» **What needs to be done**:
Rename "green bean" to "string bean" throughout the data below, and reproduce every line with nothing else altered.

» **Supplied information**:
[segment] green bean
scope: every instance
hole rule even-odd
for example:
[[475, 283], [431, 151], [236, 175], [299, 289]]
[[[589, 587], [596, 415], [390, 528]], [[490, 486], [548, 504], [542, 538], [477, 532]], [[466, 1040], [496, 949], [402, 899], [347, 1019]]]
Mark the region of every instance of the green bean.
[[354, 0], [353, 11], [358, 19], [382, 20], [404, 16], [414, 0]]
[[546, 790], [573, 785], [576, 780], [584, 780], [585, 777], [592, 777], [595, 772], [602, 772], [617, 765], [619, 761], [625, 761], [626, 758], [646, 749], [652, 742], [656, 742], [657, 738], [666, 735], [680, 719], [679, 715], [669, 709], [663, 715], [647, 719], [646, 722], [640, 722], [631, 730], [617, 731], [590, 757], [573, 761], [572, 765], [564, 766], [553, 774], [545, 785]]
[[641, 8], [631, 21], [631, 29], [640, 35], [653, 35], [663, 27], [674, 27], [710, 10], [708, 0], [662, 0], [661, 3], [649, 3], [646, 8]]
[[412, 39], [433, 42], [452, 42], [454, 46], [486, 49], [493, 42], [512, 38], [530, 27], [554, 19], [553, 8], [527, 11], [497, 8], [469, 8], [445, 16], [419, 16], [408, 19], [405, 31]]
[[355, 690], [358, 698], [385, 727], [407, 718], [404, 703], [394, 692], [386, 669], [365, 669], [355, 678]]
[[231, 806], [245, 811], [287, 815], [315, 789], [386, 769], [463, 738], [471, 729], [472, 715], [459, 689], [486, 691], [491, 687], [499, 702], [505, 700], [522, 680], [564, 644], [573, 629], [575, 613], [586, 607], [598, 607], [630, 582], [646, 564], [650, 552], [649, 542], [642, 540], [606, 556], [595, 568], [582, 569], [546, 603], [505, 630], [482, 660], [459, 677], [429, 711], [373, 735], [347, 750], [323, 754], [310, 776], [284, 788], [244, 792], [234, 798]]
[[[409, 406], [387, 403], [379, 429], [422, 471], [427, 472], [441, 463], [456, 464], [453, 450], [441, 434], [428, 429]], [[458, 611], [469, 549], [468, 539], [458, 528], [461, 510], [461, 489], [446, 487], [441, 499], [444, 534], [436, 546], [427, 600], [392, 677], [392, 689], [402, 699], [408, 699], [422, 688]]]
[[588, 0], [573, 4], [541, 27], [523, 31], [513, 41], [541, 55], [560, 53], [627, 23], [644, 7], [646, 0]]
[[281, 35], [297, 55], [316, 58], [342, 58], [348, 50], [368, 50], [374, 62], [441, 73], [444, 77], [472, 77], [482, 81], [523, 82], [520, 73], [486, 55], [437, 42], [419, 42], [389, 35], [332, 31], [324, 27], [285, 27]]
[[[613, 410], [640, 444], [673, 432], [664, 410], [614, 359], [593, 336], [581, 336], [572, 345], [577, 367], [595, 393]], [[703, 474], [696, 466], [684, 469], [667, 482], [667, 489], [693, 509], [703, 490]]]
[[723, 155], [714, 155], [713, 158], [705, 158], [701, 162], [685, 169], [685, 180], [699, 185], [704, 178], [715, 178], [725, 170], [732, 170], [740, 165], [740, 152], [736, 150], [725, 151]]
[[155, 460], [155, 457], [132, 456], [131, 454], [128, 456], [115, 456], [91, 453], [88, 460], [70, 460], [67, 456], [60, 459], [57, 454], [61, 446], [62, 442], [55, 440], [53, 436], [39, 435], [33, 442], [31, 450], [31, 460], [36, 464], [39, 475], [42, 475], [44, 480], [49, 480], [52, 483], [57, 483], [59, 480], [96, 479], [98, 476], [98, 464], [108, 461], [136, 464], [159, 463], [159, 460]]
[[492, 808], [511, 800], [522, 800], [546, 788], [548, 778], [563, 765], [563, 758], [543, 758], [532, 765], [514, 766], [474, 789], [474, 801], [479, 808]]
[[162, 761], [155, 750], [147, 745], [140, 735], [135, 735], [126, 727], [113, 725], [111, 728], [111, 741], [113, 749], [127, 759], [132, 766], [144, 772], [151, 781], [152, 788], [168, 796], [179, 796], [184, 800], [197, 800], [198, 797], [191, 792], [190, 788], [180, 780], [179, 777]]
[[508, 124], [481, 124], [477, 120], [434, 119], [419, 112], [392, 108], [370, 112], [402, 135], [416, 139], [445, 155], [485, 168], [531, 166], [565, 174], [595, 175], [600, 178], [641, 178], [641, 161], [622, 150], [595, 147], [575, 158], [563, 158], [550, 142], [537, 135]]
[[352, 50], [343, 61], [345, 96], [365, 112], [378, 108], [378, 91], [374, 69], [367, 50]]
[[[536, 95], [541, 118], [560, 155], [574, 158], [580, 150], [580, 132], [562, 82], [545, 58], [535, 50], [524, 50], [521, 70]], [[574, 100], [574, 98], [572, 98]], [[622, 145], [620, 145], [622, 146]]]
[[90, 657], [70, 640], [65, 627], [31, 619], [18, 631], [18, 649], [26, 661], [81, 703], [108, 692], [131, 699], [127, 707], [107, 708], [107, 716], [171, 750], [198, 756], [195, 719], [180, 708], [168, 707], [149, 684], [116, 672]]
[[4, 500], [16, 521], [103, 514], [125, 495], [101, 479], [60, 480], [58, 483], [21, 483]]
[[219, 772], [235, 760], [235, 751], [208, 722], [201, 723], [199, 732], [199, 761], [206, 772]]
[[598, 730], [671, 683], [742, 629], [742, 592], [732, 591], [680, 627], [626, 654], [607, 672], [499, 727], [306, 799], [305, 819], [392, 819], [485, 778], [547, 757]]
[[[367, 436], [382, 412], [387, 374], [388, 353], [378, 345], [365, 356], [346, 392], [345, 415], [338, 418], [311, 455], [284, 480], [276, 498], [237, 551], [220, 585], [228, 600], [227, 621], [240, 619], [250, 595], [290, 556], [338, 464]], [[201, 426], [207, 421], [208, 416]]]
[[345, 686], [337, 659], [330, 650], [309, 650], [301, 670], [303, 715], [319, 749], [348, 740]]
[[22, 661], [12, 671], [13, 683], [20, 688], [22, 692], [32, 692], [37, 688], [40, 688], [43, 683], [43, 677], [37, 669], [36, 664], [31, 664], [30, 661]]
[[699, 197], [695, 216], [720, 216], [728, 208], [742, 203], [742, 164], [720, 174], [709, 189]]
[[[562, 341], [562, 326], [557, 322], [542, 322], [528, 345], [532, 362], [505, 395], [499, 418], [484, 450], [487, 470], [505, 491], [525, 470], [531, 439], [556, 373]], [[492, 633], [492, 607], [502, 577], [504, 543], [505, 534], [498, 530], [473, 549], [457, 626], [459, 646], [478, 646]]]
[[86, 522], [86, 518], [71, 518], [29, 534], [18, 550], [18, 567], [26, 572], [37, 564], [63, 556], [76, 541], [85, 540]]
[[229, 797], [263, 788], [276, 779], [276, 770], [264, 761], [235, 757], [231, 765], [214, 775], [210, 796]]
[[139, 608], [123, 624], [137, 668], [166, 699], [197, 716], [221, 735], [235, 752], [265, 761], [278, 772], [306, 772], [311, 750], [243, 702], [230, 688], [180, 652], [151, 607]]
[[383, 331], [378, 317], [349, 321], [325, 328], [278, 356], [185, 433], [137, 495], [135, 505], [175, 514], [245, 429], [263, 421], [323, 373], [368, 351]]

» **Response**:
[segment] string bean
scope: every instance
hole rule even-odd
for example:
[[475, 283], [431, 151], [236, 175], [299, 289]]
[[[589, 587], [596, 415], [390, 528]], [[490, 486], [548, 504], [542, 538], [477, 532]], [[466, 1040], [496, 949], [402, 899], [347, 1019]]]
Mark the region of every instance of the string bean.
[[354, 0], [353, 11], [358, 19], [382, 20], [404, 16], [414, 0]]
[[546, 790], [573, 785], [576, 780], [584, 780], [585, 777], [592, 777], [595, 772], [602, 772], [617, 765], [619, 761], [625, 761], [626, 758], [646, 749], [652, 742], [656, 742], [657, 738], [666, 735], [680, 719], [679, 715], [669, 709], [663, 715], [647, 719], [646, 722], [640, 722], [631, 730], [617, 731], [590, 757], [573, 761], [572, 765], [564, 766], [553, 774], [545, 785]]
[[641, 8], [631, 21], [631, 29], [640, 35], [653, 35], [663, 27], [674, 27], [710, 10], [708, 0], [662, 0], [661, 3], [649, 3], [646, 8]]
[[412, 39], [433, 42], [452, 42], [454, 46], [486, 49], [493, 42], [512, 38], [530, 27], [554, 19], [553, 8], [527, 11], [497, 8], [469, 8], [445, 16], [419, 16], [408, 19], [405, 31]]
[[355, 690], [358, 698], [385, 727], [407, 718], [404, 703], [394, 692], [386, 669], [365, 669], [355, 678]]
[[231, 806], [245, 811], [287, 815], [315, 789], [386, 769], [463, 738], [471, 729], [472, 715], [459, 689], [486, 691], [491, 687], [499, 702], [505, 700], [522, 680], [564, 644], [573, 629], [575, 613], [586, 607], [598, 607], [630, 582], [646, 564], [650, 552], [649, 542], [642, 540], [606, 556], [595, 568], [582, 569], [546, 603], [505, 630], [482, 660], [459, 677], [429, 711], [373, 735], [347, 750], [323, 754], [310, 776], [284, 788], [244, 792], [234, 798]]
[[[409, 406], [387, 403], [379, 429], [422, 471], [427, 472], [441, 463], [456, 464], [453, 450], [441, 434], [428, 429]], [[458, 611], [469, 549], [468, 539], [458, 528], [461, 510], [461, 489], [446, 487], [441, 499], [444, 534], [436, 546], [427, 600], [392, 677], [392, 689], [402, 699], [408, 699], [422, 688]]]
[[588, 0], [573, 4], [541, 27], [523, 31], [513, 41], [541, 55], [560, 53], [627, 23], [644, 7], [646, 0]]
[[281, 35], [297, 55], [316, 58], [342, 58], [348, 50], [368, 50], [374, 62], [441, 73], [444, 77], [472, 77], [482, 81], [523, 82], [520, 73], [486, 55], [437, 42], [419, 42], [389, 35], [332, 31], [324, 27], [285, 27]]
[[[613, 410], [640, 444], [673, 432], [664, 410], [614, 359], [593, 336], [581, 336], [572, 345], [577, 367], [595, 393]], [[703, 474], [696, 466], [684, 469], [667, 482], [667, 489], [693, 509], [703, 490]]]
[[723, 155], [714, 155], [713, 158], [705, 158], [701, 162], [685, 169], [685, 180], [699, 185], [704, 178], [715, 178], [725, 170], [732, 170], [740, 165], [740, 152], [736, 150], [725, 151]]
[[155, 460], [155, 457], [132, 456], [131, 454], [128, 456], [115, 456], [91, 453], [88, 460], [70, 460], [67, 456], [60, 459], [57, 454], [61, 446], [62, 442], [55, 440], [53, 436], [39, 435], [33, 442], [31, 450], [31, 460], [36, 464], [39, 475], [42, 475], [44, 480], [49, 480], [52, 483], [57, 483], [59, 480], [96, 479], [98, 476], [98, 464], [108, 461], [136, 464], [159, 463], [159, 460]]
[[492, 808], [511, 800], [522, 800], [546, 788], [548, 778], [563, 765], [563, 758], [543, 758], [532, 765], [514, 766], [474, 789], [474, 801], [479, 808]]
[[162, 761], [155, 750], [147, 745], [140, 735], [135, 735], [126, 727], [113, 725], [111, 728], [111, 741], [113, 749], [127, 759], [132, 766], [144, 772], [151, 781], [152, 788], [168, 796], [179, 796], [184, 800], [197, 800], [198, 797], [191, 792], [190, 788], [180, 780], [179, 777]]
[[508, 124], [481, 124], [477, 120], [434, 119], [419, 112], [392, 108], [370, 112], [402, 135], [416, 139], [445, 155], [485, 168], [531, 166], [565, 174], [595, 175], [600, 178], [641, 178], [641, 161], [622, 150], [595, 147], [575, 158], [563, 158], [550, 142], [537, 135]]
[[352, 50], [343, 61], [345, 96], [365, 112], [378, 108], [378, 91], [374, 69], [367, 50]]
[[[536, 95], [541, 118], [560, 155], [574, 158], [580, 150], [580, 132], [562, 82], [545, 58], [535, 50], [524, 50], [521, 70]], [[574, 100], [574, 98], [572, 98]], [[622, 145], [620, 145], [622, 146]]]
[[90, 657], [70, 640], [65, 627], [31, 619], [18, 631], [18, 649], [26, 661], [81, 703], [108, 692], [131, 699], [127, 707], [107, 708], [107, 716], [171, 750], [198, 756], [195, 719], [180, 708], [168, 707], [149, 684], [116, 672]]
[[4, 500], [16, 521], [103, 514], [125, 495], [101, 479], [60, 480], [58, 483], [21, 483]]
[[219, 772], [235, 760], [235, 751], [208, 722], [201, 723], [199, 732], [199, 761], [206, 772]]
[[598, 730], [671, 683], [742, 629], [742, 592], [732, 591], [680, 627], [626, 654], [607, 672], [499, 727], [306, 799], [305, 819], [392, 819], [485, 778], [547, 757]]
[[[367, 436], [382, 412], [387, 374], [388, 353], [378, 345], [365, 356], [346, 392], [345, 415], [338, 418], [311, 455], [284, 480], [276, 498], [237, 551], [220, 585], [228, 600], [227, 621], [240, 619], [250, 595], [290, 556], [338, 464]], [[201, 426], [207, 421], [208, 416]]]
[[345, 686], [337, 659], [330, 650], [309, 650], [301, 670], [303, 715], [319, 749], [348, 740]]
[[22, 661], [12, 671], [13, 683], [20, 688], [22, 692], [32, 692], [37, 688], [40, 688], [43, 683], [43, 677], [37, 669], [36, 664], [31, 664], [30, 661]]
[[699, 197], [695, 216], [720, 216], [728, 208], [742, 203], [742, 164], [720, 174], [709, 189]]
[[[562, 341], [562, 326], [557, 322], [542, 322], [528, 345], [532, 362], [505, 395], [499, 418], [484, 450], [487, 470], [505, 491], [525, 470], [531, 439], [556, 373]], [[492, 633], [492, 607], [502, 577], [504, 543], [505, 534], [498, 530], [473, 549], [457, 626], [459, 646], [478, 646]]]
[[86, 522], [86, 518], [71, 518], [29, 534], [18, 550], [18, 567], [26, 572], [37, 564], [63, 556], [76, 541], [85, 540]]
[[229, 797], [263, 788], [276, 779], [276, 770], [264, 761], [235, 757], [231, 765], [214, 775], [210, 796]]
[[139, 608], [123, 624], [137, 668], [166, 699], [197, 716], [221, 735], [235, 752], [265, 761], [278, 772], [306, 772], [311, 750], [243, 702], [230, 688], [180, 652], [151, 607]]
[[383, 331], [378, 317], [349, 321], [325, 328], [278, 356], [185, 433], [137, 495], [135, 505], [175, 514], [245, 429], [263, 421], [323, 373], [368, 351]]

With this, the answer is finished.